[Start of Attachment]

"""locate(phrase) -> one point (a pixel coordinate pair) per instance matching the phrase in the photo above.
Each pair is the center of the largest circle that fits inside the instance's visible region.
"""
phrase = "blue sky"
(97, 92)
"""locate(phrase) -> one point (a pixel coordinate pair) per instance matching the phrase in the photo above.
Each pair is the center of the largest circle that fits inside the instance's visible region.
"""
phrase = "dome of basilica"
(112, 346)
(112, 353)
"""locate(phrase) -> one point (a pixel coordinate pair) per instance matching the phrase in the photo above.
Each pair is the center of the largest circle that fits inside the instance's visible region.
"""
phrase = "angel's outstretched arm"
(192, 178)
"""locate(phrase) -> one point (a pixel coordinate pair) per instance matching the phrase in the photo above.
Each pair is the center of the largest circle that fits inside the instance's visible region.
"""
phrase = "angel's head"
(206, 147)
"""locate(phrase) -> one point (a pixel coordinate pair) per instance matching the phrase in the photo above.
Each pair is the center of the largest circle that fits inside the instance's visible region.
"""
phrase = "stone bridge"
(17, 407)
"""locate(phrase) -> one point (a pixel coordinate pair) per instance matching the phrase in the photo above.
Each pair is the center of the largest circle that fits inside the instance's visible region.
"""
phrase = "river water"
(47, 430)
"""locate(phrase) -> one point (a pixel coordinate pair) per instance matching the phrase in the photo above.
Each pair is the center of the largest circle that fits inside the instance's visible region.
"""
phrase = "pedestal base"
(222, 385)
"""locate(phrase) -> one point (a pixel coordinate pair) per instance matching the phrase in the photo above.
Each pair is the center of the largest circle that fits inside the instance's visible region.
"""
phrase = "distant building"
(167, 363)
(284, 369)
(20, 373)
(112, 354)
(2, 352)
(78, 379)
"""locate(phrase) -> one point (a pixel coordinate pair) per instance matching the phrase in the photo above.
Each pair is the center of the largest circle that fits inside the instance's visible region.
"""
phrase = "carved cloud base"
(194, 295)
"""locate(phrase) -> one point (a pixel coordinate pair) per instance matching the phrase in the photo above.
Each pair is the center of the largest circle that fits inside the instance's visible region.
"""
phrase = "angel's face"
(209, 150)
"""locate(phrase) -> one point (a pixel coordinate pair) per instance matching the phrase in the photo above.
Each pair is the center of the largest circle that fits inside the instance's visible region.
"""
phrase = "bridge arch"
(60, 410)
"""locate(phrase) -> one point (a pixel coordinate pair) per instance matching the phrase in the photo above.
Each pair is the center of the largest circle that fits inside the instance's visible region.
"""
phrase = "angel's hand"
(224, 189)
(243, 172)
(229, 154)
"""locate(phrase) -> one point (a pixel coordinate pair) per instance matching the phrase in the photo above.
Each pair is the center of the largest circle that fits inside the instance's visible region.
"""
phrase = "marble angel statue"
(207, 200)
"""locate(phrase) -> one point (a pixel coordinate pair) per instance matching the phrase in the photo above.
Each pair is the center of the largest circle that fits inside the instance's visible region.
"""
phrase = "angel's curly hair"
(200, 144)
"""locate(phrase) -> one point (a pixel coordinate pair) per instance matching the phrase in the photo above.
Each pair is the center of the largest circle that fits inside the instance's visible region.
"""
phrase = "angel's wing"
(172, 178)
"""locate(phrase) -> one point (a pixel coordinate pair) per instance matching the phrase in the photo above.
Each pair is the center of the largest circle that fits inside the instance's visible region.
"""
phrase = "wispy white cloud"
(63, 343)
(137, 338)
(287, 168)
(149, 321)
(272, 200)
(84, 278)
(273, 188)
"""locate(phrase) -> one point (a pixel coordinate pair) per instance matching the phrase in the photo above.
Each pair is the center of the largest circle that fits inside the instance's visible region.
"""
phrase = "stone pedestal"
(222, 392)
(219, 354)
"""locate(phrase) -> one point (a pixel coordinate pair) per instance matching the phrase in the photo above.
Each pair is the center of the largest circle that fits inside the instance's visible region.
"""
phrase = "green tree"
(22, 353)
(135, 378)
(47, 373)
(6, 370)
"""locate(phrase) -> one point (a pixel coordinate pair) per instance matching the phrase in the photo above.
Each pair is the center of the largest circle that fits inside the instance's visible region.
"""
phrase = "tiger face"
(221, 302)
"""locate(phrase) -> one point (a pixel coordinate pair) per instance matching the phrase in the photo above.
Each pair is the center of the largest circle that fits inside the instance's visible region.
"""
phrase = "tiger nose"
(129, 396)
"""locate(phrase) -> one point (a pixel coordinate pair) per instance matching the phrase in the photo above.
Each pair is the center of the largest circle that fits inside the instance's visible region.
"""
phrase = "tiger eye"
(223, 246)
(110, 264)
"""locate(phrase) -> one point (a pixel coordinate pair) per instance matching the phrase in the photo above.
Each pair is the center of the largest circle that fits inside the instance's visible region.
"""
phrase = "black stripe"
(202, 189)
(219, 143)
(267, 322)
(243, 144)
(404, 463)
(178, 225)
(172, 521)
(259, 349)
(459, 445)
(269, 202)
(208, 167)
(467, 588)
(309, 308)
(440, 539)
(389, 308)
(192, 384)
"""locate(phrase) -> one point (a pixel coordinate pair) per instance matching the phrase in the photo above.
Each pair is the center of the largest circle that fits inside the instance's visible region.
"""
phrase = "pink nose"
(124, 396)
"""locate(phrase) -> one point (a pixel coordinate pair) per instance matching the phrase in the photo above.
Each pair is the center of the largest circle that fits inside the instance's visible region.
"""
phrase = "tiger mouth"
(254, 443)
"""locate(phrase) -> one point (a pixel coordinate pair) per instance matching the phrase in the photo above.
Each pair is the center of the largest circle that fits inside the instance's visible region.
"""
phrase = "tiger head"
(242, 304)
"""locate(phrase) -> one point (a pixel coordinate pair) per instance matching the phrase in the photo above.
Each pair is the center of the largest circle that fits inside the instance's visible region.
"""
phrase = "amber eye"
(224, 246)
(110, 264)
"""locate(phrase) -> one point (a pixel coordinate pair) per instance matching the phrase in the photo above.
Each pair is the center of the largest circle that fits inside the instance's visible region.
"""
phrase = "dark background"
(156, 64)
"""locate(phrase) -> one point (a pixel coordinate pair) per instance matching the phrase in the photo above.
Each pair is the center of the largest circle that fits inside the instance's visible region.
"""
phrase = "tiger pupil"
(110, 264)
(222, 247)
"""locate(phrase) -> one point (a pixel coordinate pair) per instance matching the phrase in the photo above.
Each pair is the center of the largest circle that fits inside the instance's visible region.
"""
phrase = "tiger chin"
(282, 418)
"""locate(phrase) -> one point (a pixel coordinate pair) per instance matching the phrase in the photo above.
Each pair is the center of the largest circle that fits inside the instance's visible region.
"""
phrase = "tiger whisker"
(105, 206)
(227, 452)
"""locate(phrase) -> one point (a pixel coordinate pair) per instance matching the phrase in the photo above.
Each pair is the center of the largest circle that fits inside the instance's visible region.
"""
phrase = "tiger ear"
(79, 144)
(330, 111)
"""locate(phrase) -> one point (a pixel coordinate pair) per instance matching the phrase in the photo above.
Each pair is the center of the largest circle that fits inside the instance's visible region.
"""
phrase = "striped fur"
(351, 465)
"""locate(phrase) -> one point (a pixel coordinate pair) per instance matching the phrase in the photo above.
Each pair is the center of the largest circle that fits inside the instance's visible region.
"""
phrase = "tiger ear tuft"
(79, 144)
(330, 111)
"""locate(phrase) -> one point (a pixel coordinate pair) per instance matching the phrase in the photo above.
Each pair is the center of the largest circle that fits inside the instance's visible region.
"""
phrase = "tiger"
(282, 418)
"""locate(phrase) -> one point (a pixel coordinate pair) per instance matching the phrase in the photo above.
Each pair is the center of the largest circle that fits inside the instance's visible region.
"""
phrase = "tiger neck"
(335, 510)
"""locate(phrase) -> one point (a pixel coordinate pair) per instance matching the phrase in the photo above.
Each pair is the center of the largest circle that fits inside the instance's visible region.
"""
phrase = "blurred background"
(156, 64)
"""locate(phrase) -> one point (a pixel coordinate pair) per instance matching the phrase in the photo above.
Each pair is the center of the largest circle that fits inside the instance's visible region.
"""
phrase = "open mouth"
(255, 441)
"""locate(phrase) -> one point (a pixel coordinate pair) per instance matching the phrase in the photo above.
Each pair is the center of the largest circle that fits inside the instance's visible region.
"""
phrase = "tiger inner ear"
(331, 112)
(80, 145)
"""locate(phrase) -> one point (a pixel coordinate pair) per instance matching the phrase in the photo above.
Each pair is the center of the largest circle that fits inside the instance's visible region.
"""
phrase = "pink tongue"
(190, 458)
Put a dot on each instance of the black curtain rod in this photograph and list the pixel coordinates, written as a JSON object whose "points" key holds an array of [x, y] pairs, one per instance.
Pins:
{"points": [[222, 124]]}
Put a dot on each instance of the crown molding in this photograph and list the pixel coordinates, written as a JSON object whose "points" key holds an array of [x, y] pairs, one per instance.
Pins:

[End of Attachment]
[Start of Attachment]

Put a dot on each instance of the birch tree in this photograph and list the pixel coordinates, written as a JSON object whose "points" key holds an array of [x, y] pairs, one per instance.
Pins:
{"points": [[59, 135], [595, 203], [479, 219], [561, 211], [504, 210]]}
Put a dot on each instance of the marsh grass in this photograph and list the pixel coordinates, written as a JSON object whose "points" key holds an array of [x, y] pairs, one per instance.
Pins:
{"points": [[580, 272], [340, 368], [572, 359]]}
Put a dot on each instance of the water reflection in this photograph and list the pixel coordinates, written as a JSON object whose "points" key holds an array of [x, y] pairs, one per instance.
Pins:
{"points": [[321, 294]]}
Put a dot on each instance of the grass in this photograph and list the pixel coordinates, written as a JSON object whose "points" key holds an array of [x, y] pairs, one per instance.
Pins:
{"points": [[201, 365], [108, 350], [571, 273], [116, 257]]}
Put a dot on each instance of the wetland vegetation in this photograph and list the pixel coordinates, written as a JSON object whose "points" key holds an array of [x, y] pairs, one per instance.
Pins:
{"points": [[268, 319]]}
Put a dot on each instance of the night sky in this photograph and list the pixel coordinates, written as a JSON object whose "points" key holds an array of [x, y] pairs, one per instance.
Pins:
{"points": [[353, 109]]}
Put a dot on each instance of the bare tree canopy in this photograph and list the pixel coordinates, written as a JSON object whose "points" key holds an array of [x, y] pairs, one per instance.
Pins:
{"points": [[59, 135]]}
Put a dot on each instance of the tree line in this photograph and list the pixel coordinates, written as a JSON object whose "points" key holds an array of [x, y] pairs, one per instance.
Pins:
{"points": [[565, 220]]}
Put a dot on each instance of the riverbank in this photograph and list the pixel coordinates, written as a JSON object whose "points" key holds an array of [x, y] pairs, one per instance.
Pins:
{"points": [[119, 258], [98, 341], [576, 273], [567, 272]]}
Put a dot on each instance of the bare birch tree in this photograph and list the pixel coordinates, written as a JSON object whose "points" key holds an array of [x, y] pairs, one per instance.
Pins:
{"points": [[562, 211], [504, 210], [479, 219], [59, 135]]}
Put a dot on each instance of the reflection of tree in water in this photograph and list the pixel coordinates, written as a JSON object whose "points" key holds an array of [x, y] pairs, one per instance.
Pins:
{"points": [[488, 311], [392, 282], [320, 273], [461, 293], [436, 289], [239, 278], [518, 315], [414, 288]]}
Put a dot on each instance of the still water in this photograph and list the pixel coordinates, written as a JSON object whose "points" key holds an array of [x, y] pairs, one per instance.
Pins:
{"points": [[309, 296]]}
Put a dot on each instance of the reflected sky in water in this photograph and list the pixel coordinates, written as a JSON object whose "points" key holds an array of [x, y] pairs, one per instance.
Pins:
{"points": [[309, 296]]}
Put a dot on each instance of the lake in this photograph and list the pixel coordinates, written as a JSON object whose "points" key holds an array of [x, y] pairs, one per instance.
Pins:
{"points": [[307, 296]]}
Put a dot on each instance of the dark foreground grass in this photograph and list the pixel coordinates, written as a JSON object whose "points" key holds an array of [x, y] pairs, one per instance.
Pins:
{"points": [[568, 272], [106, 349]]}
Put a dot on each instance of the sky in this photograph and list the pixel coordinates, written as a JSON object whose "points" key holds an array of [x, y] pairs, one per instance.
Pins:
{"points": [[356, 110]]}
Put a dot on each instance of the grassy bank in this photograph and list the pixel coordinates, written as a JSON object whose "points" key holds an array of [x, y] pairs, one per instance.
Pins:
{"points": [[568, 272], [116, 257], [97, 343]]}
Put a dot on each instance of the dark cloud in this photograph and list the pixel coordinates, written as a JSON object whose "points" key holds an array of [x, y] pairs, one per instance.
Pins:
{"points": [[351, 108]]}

[End of Attachment]
[Start of Attachment]

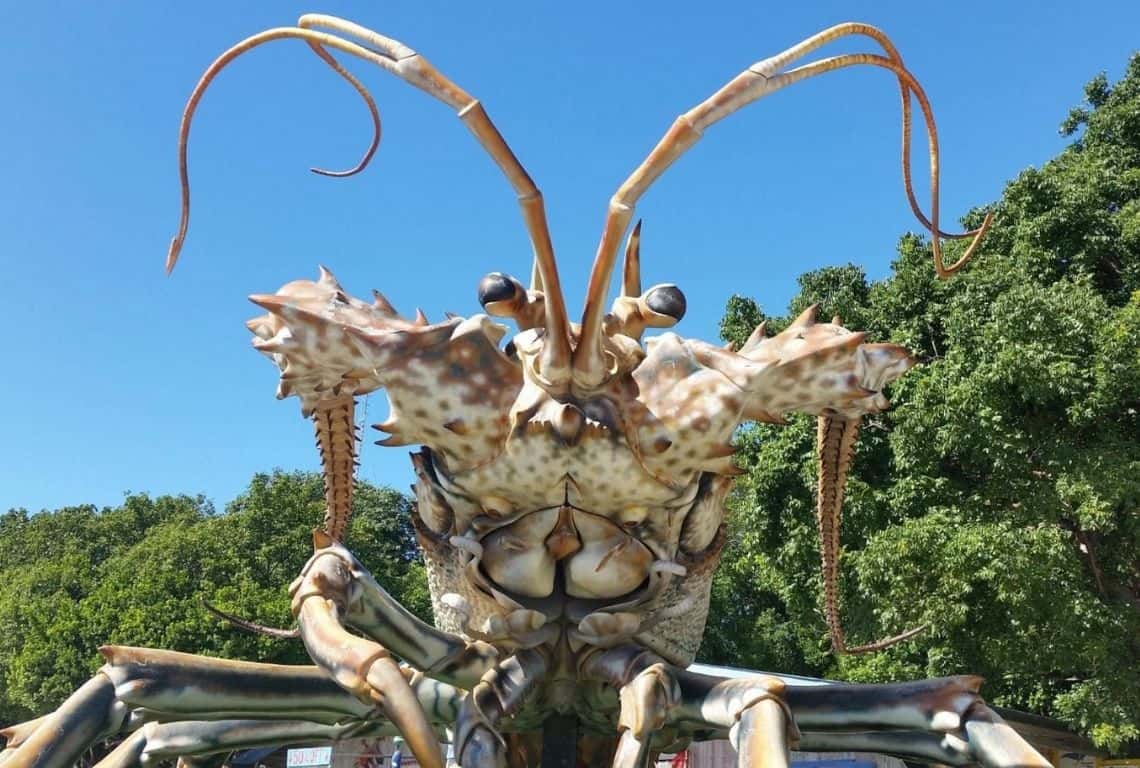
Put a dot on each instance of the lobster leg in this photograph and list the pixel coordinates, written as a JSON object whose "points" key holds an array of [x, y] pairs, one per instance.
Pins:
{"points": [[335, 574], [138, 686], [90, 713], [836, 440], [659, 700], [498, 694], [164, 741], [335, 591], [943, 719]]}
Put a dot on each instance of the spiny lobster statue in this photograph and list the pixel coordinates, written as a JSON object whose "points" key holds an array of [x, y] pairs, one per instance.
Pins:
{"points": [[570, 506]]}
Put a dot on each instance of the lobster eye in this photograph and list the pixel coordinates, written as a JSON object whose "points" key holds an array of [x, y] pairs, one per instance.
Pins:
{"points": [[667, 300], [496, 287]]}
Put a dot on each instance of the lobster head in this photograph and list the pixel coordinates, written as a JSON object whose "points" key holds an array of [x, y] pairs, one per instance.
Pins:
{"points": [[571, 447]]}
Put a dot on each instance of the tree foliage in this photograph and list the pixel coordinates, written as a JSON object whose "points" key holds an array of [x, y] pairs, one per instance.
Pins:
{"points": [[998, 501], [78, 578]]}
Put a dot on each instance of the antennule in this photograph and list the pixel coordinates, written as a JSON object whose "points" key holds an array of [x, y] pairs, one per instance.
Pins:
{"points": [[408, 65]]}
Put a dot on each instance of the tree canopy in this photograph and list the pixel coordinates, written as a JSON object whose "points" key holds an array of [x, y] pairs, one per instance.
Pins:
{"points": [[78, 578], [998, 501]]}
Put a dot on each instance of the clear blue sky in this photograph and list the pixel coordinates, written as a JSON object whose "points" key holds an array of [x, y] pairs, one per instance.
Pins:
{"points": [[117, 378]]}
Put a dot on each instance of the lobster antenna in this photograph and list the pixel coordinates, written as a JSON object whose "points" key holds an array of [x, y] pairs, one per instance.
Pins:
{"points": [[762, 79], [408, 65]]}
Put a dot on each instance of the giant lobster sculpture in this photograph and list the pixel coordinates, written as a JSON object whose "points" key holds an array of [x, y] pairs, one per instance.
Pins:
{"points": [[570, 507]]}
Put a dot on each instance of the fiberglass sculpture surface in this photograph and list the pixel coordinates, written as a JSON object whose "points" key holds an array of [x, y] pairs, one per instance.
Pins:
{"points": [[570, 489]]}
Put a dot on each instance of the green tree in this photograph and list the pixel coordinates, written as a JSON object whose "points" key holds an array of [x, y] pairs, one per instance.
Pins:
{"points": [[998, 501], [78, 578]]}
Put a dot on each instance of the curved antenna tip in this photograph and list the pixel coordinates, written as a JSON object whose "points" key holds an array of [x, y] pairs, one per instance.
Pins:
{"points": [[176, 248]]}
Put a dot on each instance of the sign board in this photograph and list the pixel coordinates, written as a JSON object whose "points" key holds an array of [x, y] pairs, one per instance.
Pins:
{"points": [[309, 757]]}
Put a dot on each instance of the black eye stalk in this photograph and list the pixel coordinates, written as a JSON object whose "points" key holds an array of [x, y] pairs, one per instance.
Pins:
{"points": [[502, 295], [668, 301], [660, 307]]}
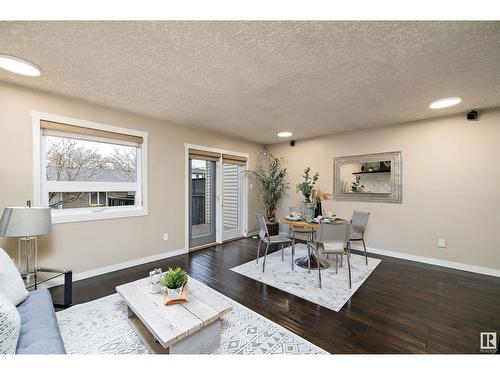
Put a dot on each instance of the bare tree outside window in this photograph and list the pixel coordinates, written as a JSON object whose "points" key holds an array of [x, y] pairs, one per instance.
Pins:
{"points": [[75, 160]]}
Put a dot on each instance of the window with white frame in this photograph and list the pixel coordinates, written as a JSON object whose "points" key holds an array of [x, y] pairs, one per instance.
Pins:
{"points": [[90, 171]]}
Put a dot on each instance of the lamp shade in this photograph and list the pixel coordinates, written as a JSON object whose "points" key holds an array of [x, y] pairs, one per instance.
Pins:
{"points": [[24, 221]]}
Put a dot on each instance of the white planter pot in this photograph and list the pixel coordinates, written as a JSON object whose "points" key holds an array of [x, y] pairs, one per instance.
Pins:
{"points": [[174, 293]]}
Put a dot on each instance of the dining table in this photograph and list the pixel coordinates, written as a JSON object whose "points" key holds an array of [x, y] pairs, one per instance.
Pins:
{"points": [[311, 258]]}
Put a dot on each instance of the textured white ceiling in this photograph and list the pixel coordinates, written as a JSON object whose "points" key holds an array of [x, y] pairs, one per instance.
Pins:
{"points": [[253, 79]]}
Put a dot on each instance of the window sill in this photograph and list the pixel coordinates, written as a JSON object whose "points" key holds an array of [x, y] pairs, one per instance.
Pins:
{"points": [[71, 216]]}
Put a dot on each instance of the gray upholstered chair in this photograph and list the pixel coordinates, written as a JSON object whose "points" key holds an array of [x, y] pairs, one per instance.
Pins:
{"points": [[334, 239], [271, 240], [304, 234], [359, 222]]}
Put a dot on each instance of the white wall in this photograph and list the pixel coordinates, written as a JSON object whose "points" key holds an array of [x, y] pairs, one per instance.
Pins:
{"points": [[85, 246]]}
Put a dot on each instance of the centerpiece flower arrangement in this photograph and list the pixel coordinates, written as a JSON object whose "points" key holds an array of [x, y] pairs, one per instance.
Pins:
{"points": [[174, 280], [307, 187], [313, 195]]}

[End of Attachment]

▸ **Task prompt**:
Collect, from the material above, every line containing the word "antenna".

▸ **Solution for this task**:
Put a dot on each instance of the lobster antenna in this photograph and list the pixel coordinates, written as a JSON object whose "points" key holds an array of [x, y] pairs, one per instance.
Put a dot on each instance of the curved antenna tip in this photograph and list the pixel coordinates, written as a JSON object whose "points" key holds an array of [x, y] pairs, one per instance.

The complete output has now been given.